Text:
Please do not apply any optimization without benchmarking *before* and
*after* in a somewhat realistic scenario.
No, iperf is likely not a realistic setup because it will usually be
limited by available network bandwidth which is (should) rarely be
maxed out on your actual Ceph setup.
Paul
--
Paul Emmerich
Looking for help with your Ceph cluster? Contact us at https://croit.io
croit GmbH
Freseniusstr. 31h
81247 München
www.croit.io <http://www.croit.io>
Tel: +49 89 1896585 90
On Fri, May 29, 2020 at 2:15 AM Dave Hall <kdhall@xxxxxxxxxxxxxx
<mailto:kdhall@xxxxxxxxxxxxxx>> wrote:
Hello.
A few days ago I offered to share the notes I've compiled on network
tuning. Right now it's a Google Doc:
https://docs.google.com/document/d/1nB5fzIeSgQF0ti_WN-tXhXAlDh8_f8XF9GhU7J1l00g/edit?usp=sharing
I've set it up to allow comments and I'd be glad for questions and
feedback. If Google Docs not an acceptable format I'll try to put
it up
somewhere as HTML or Wiki. Disclosure: some sections were copied
verbatim from other sources.
Regarding the current discussion about iperf, the likely
bottleneck is
buffering. There is a per-NIC output queue set with 'ip link' and
a per
CPU core input queue set with 'sysctl'. Both should be set to some
multiple of the frame size based on calculations related to link
speed
and latency. Jumping from 1500 to 9000 could negatively impact
performance because one buffer or the other might be 1500 bytes
short of
a low multiple of 9000.
It would be interesting to see the iperf tests repeated with
corresponding buffer sizing. I will perform this experiment as
soon as
I complete some day-job tasks.
-Dave
Dave Hall
Binghamton University
kdhall@xxxxxxxxxxxxxx <mailto:kdhall@xxxxxxxxxxxxxx>
607-760-2328 (Cell)
607-777-4641 (Office)
On 5/27/2020 6:51 AM, EDH - Manuel Rios wrote:
> Anyone can share their table with other MTU values?
>
> Also interested into Switch CPU load
>
> KR,
> Manuel
>
> -----Mensaje original-----
> De: Marc Roos <M.Roos@xxxxxxxxxxxxxxxxx
<mailto:M.Roos@xxxxxxxxxxxxxxxxx>>
> Enviado el: miércoles, 27 de mayo de 2020 12:01
> Para: chris.palmer <chris.palmer@xxxxxxxxx
<mailto:chris.palmer@xxxxxxxxx>>; paul.emmerich
<paul.emmerich@xxxxxxxx <mailto:paul.emmerich@xxxxxxxx>>
> CC: amudhan83 <amudhan83@xxxxxxxxx
<mailto:amudhan83@xxxxxxxxx>>; anthony.datri
<anthony.datri@xxxxxxxxx <mailto:anthony.datri@xxxxxxxxx>>;
ceph-users <ceph-users@xxxxxxx <mailto:ceph-users@xxxxxxx>>;
doustar <doustar@xxxxxxxxxxxx <mailto:doustar@xxxxxxxxxxxx>>;
kdhall <kdhall@xxxxxxxxxxxxxx <mailto:kdhall@xxxxxxxxxxxxxx>>;
sstkadu <sstkadu@xxxxxxxxx <mailto:sstkadu@xxxxxxxxx>>
> Asunto: Re: [External Email] Re: Ceph Nautius not
working after setting MTU 9000
>
>
> Interesting table. I have this on a production cluster 10gbit at a
> datacenter (obviously doing not that much).

Complete the following:
1. Reproduce the passage of the Ceph mailing list thread from "Please do not" up to and including "actual Ceph setup." with no changes.
2. In the Ceph mailing list thread, which command sets the per-NIC output queue?
3. Using the Ceph mailing list thread, explain why raising the MTU from 1500 to 9000 could hurt performance.
The records have no connection to the thread.

Items:
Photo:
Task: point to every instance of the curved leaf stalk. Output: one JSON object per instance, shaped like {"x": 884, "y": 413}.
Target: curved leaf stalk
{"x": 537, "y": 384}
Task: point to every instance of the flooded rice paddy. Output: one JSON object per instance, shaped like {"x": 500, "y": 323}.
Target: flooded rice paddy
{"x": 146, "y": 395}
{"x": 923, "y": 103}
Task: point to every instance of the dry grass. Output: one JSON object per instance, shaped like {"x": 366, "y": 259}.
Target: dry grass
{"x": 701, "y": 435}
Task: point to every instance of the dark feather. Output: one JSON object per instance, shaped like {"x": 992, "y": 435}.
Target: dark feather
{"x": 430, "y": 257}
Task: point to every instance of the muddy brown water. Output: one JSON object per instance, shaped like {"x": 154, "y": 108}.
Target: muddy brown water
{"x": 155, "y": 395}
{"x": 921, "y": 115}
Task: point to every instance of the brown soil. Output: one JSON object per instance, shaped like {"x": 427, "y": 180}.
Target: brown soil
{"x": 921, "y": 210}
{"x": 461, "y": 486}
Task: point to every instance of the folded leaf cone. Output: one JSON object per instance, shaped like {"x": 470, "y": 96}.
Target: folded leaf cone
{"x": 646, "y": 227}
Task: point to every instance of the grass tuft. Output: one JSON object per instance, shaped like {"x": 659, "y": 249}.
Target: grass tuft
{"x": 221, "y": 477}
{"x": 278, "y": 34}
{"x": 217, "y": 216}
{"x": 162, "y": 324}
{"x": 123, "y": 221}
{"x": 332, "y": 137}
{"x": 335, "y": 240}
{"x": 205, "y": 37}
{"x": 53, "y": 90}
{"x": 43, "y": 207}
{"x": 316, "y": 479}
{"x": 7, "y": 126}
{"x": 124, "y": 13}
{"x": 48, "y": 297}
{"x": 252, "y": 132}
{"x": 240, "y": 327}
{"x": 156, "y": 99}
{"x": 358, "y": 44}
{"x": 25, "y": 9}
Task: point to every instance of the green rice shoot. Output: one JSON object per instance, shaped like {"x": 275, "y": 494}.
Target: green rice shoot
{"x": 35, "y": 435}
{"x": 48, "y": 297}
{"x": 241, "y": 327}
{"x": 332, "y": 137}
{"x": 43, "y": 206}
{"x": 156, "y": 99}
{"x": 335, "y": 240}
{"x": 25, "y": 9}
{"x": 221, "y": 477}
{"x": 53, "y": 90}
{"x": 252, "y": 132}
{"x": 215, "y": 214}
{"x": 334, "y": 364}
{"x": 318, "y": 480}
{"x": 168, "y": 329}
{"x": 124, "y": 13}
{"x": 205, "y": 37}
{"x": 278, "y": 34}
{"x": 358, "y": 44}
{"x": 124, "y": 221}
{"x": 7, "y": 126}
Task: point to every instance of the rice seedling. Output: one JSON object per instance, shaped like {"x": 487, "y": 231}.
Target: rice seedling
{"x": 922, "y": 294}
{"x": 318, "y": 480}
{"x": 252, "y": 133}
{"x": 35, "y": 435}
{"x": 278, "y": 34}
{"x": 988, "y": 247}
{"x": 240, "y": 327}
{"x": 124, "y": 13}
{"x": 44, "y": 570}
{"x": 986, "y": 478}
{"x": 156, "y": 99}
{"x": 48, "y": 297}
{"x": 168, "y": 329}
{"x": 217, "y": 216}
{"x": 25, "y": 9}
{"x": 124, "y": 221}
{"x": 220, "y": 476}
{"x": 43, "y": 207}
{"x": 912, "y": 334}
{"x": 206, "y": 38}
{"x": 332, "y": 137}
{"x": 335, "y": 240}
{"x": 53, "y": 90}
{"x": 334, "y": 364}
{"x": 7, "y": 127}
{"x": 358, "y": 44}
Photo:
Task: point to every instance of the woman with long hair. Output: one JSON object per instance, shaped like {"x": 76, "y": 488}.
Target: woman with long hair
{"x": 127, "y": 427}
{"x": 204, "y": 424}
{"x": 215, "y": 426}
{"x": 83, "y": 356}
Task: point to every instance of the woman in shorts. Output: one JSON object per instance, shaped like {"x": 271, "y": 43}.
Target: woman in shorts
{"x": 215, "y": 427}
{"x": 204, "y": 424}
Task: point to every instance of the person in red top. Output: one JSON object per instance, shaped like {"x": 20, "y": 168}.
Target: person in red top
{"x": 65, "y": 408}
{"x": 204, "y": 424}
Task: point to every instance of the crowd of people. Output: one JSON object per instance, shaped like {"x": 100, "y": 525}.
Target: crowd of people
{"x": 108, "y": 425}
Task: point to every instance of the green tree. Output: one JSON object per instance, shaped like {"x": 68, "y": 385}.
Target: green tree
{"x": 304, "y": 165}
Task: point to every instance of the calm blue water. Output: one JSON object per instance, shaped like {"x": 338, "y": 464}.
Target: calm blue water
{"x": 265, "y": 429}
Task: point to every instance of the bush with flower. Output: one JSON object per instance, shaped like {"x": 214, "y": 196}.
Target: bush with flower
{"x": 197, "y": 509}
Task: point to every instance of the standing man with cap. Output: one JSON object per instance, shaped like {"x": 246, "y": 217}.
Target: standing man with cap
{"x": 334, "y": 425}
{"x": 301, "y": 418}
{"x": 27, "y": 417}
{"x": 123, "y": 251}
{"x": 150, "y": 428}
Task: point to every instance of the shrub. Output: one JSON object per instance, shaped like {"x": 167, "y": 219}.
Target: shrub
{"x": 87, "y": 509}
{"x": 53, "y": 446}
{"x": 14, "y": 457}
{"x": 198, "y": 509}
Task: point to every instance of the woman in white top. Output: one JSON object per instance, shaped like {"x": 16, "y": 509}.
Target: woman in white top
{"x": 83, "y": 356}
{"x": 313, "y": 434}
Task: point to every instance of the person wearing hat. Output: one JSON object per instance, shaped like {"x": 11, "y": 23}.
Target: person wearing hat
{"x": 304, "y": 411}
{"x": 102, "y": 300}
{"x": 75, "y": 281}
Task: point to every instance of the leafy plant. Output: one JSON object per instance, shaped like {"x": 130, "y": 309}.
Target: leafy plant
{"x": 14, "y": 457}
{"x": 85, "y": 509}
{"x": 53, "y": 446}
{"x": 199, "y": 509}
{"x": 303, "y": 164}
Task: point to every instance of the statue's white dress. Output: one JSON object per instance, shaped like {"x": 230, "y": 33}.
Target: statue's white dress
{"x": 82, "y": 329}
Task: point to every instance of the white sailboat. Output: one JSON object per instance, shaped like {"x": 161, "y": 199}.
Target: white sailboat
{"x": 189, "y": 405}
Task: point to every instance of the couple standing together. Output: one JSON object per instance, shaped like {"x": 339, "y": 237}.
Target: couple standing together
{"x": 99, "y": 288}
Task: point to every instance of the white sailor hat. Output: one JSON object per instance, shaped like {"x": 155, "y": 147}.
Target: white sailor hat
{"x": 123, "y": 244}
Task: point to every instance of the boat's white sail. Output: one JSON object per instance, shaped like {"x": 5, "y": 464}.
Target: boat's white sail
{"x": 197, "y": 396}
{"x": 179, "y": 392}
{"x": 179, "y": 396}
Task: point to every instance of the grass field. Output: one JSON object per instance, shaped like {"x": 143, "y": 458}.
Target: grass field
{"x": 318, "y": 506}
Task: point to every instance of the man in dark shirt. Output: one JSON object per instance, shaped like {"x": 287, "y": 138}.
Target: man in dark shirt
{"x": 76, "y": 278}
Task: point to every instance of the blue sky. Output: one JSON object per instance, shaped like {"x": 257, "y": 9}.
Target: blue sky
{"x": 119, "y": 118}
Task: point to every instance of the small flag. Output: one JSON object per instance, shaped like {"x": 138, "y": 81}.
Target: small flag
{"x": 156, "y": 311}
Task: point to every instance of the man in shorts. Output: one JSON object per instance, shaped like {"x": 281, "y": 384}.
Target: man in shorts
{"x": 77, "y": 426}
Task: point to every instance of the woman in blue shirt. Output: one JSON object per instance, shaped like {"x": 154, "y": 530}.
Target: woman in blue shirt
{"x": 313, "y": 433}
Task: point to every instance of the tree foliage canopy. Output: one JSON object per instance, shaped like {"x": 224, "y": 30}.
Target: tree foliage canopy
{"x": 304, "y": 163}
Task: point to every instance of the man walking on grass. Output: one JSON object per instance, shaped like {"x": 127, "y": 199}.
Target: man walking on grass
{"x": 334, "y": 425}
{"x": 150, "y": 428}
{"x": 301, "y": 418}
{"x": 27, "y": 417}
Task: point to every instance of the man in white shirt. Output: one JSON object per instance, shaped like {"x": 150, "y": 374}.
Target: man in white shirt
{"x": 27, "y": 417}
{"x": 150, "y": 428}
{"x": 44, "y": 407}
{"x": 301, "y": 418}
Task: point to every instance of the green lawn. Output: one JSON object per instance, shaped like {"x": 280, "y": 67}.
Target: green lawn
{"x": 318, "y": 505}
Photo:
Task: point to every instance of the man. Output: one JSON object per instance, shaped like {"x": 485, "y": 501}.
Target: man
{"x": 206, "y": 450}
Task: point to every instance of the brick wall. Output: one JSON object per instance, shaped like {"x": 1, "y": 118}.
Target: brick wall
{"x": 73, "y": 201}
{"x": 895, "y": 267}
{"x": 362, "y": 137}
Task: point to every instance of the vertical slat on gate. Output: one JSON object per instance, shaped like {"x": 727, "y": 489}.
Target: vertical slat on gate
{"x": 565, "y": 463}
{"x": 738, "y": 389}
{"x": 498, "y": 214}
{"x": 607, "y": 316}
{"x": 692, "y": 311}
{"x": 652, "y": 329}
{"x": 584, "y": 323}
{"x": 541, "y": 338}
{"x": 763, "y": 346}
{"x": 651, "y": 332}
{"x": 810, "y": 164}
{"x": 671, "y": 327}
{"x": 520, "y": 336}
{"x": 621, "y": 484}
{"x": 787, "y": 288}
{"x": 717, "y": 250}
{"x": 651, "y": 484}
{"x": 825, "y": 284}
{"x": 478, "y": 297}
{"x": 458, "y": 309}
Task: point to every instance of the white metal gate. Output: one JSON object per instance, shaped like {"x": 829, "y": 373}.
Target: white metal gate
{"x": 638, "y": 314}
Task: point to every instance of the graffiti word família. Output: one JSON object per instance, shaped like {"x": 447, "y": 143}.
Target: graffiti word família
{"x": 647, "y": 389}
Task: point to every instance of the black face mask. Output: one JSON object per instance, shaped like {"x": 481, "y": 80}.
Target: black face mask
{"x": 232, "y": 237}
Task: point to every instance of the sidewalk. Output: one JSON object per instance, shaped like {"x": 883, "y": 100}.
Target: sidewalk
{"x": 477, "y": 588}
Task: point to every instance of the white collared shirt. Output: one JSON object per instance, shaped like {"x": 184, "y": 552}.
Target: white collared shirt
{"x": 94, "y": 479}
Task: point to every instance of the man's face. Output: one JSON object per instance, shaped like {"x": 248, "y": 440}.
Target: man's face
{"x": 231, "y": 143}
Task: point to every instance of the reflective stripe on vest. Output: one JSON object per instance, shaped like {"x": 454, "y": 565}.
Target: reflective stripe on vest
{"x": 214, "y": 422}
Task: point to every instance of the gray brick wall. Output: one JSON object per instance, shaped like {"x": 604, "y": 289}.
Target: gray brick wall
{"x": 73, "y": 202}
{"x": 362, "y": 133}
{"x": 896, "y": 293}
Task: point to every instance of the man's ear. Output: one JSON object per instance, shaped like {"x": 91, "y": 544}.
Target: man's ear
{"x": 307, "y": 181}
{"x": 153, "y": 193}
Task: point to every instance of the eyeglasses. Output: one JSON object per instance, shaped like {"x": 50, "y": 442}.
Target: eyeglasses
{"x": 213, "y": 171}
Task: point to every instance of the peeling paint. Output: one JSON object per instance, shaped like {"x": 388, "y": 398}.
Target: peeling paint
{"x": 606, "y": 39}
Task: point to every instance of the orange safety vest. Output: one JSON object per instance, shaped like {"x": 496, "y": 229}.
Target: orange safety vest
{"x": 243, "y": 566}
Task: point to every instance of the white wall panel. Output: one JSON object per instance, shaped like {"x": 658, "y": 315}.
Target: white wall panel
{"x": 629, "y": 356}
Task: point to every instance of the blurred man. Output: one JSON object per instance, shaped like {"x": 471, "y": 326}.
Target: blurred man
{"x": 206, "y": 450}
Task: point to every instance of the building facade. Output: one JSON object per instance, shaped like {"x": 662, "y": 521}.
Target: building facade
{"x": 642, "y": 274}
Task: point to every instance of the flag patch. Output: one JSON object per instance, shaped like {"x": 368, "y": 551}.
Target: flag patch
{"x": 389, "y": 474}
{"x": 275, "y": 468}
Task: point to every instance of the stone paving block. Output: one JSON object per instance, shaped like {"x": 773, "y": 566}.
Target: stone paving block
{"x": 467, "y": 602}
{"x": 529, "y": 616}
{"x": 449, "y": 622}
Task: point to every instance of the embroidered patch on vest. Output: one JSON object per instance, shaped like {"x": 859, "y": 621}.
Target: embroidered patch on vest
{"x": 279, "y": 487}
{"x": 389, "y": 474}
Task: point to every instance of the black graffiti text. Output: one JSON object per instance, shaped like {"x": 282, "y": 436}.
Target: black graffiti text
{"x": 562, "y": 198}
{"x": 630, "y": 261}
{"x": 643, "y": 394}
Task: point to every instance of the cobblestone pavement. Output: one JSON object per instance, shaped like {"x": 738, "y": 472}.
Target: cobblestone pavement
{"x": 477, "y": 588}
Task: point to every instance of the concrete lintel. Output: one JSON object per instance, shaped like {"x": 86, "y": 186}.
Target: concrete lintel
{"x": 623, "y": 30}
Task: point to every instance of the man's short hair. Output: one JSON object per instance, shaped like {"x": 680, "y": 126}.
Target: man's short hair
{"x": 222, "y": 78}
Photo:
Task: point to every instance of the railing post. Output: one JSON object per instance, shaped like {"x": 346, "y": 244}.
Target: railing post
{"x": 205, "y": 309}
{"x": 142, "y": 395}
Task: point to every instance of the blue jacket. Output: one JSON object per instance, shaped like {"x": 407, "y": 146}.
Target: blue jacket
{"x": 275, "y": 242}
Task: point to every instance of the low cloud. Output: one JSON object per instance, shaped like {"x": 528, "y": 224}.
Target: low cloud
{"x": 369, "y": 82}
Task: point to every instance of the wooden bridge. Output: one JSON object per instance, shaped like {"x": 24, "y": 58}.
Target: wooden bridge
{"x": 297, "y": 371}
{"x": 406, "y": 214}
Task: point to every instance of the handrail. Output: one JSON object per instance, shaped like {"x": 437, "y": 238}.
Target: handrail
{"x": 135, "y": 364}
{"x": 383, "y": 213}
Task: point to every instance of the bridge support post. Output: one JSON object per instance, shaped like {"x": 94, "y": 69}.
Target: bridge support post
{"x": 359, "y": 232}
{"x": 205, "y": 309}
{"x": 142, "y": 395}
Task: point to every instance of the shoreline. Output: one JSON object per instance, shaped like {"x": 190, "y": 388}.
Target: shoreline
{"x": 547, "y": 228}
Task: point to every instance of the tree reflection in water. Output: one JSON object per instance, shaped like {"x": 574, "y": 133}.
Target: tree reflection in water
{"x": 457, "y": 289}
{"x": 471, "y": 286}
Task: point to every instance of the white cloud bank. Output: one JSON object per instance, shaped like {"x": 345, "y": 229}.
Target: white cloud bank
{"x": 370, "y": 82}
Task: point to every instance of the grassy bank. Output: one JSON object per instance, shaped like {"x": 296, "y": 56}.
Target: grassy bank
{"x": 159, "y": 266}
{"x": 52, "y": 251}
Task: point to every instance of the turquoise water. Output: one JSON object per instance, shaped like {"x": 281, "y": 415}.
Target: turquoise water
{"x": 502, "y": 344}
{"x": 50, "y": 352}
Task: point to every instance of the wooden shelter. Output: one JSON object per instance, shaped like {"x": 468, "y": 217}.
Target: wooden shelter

Solutions per task:
1.
Please do not apply any optimization without benchmarking *before* and
*after* in a somewhat realistic scenario.
No, iperf is likely not a realistic setup because it will usually be
limited by available network bandwidth which is (should) rarely be
maxed out on your actual Ceph setup.

2. The per-NIC output queue is set with 'ip link'.

3. The per-NIC output queue and the per-CPU-core input queue should each be set to a multiple of the frame size. After the jump to 9000, one buffer or the other might fall 1500 bytes short of a low multiple of 9000.